Exercise description: Copy the rows below word for word, starting at the line that contains "of the shallow" and ending at the line that contains "x=115 y=182", with both of those lines included. Give nothing else.

■ ■ ■ ■ ■ ■ ■

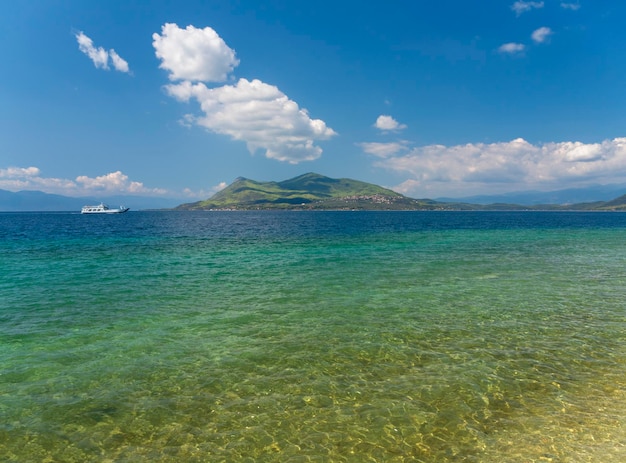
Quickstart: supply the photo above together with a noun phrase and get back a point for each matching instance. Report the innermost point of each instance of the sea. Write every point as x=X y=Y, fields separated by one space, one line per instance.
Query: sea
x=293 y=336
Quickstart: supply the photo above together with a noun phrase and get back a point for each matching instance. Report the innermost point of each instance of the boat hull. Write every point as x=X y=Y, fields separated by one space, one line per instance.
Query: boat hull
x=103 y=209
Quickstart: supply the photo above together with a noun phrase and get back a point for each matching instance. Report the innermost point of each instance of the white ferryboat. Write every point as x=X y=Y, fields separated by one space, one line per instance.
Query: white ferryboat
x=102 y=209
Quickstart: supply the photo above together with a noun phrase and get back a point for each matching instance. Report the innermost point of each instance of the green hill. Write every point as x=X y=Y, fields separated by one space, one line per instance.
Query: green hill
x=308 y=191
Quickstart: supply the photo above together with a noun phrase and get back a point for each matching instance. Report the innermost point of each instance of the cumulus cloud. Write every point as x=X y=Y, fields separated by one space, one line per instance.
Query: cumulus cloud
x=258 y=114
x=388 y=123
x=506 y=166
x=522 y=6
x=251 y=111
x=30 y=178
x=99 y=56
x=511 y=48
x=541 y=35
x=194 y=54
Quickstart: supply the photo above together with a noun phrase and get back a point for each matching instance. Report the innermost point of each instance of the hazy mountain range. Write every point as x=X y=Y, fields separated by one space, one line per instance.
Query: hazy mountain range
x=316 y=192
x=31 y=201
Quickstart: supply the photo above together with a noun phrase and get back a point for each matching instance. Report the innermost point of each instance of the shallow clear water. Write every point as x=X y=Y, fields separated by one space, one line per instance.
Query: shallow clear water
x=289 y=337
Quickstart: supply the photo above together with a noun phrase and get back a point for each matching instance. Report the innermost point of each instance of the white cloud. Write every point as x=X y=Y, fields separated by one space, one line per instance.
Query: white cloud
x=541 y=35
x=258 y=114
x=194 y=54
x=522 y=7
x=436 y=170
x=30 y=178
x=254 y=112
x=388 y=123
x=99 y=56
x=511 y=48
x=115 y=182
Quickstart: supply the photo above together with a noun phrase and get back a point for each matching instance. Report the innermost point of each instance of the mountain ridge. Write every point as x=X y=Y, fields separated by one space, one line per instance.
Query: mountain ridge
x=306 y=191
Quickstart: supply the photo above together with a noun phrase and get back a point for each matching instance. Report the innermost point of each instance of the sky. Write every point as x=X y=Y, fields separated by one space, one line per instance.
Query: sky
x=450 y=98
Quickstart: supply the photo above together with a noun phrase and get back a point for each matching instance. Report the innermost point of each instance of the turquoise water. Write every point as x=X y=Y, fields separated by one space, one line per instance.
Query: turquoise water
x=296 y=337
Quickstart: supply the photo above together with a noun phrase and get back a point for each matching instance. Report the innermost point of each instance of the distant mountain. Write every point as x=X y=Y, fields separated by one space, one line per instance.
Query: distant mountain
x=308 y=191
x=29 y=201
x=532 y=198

■ ■ ■ ■ ■ ■ ■

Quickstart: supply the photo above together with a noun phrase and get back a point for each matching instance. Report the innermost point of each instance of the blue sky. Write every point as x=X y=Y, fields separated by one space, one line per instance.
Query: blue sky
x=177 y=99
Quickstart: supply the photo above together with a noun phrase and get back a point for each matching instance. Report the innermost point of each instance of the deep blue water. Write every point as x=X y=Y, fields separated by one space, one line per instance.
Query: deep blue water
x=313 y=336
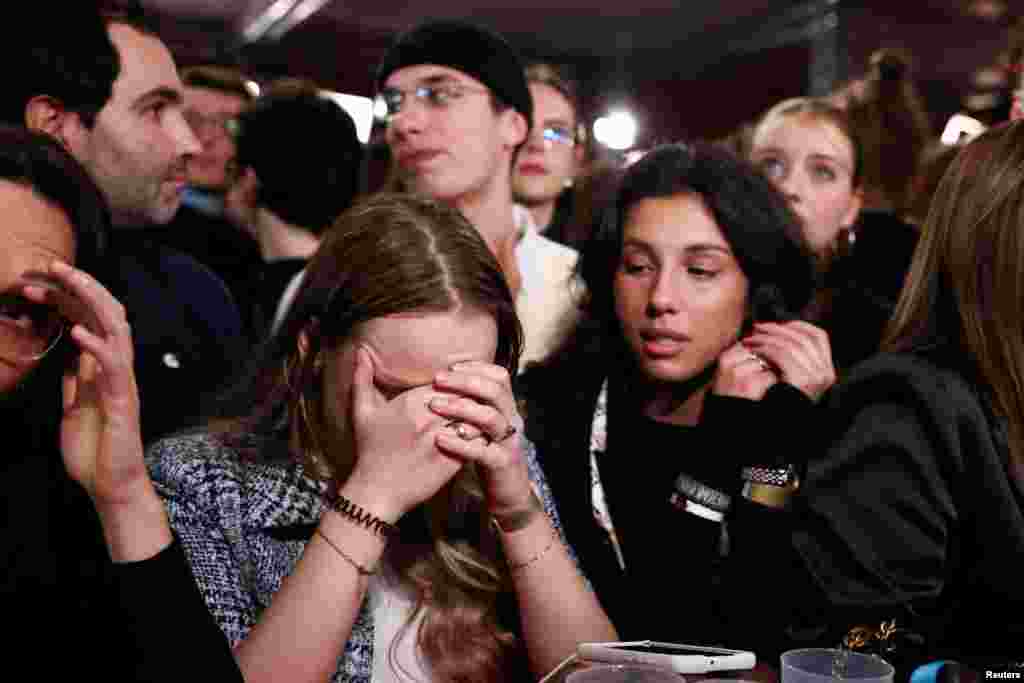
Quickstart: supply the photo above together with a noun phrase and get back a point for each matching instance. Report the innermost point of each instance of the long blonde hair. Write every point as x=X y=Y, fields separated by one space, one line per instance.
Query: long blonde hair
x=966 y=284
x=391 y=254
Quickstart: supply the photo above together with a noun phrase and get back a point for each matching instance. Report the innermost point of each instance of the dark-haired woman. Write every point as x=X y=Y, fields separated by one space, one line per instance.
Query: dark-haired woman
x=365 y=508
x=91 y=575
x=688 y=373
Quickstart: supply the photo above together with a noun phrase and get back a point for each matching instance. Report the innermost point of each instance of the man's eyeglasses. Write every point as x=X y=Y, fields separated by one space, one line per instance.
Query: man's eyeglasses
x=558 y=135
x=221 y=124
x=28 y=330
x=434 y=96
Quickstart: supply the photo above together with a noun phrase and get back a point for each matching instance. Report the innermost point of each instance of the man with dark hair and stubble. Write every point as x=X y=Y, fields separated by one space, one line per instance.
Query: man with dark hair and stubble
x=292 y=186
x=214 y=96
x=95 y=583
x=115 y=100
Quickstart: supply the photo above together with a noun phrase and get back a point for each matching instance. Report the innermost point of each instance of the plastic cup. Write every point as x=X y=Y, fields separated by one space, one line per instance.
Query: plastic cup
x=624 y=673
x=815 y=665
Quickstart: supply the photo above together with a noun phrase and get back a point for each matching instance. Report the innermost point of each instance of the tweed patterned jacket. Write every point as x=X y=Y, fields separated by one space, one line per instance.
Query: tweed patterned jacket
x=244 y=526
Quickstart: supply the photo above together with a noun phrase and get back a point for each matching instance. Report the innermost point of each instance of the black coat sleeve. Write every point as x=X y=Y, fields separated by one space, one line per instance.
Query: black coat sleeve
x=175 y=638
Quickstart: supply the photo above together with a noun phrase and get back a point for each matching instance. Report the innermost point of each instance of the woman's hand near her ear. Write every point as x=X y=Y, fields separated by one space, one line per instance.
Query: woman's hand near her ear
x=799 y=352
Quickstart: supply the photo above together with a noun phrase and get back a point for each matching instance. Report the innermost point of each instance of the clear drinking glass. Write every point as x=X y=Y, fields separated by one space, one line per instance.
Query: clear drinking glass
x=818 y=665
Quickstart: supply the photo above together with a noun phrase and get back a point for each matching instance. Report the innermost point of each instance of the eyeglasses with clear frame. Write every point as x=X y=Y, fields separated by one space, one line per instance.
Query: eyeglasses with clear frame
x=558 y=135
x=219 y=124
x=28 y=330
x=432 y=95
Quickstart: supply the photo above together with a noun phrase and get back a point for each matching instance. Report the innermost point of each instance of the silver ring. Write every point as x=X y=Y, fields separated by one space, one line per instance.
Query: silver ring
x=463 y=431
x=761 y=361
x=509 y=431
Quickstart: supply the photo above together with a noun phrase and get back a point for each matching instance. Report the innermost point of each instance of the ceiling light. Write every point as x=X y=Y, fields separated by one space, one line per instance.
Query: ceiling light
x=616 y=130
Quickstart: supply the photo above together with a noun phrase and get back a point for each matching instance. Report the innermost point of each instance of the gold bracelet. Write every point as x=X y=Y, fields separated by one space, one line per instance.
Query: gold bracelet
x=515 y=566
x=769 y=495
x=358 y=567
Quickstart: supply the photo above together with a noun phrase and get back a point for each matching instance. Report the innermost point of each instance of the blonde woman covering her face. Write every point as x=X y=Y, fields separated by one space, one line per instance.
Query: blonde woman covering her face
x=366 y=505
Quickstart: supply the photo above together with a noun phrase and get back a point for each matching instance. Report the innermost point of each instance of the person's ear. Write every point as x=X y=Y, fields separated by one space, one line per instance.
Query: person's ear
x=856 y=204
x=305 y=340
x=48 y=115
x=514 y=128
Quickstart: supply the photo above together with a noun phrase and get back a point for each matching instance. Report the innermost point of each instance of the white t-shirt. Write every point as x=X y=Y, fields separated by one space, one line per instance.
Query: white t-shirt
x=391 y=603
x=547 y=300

■ ■ ■ ■ ■ ■ ■

Final answer:
Quickstart: supply the photo above together with a noun phrase and get back a point for each matching instance. Report the innermost point of each instance of the shallow clear water. Write every point as x=X y=Y, fields separated by one space, one line per instance.
Query: shallow clear water
x=289 y=337
Quickstart: supply the photo above together with a noun phrase and get back a point for each matching instance. Report the innermost point of each instance of the white cloud. Write every point as x=X y=Y, fields separated by one space, one line per instance.
Query: white cloud
x=541 y=35
x=258 y=114
x=194 y=54
x=522 y=7
x=436 y=170
x=30 y=178
x=254 y=112
x=388 y=123
x=99 y=56
x=511 y=48
x=115 y=182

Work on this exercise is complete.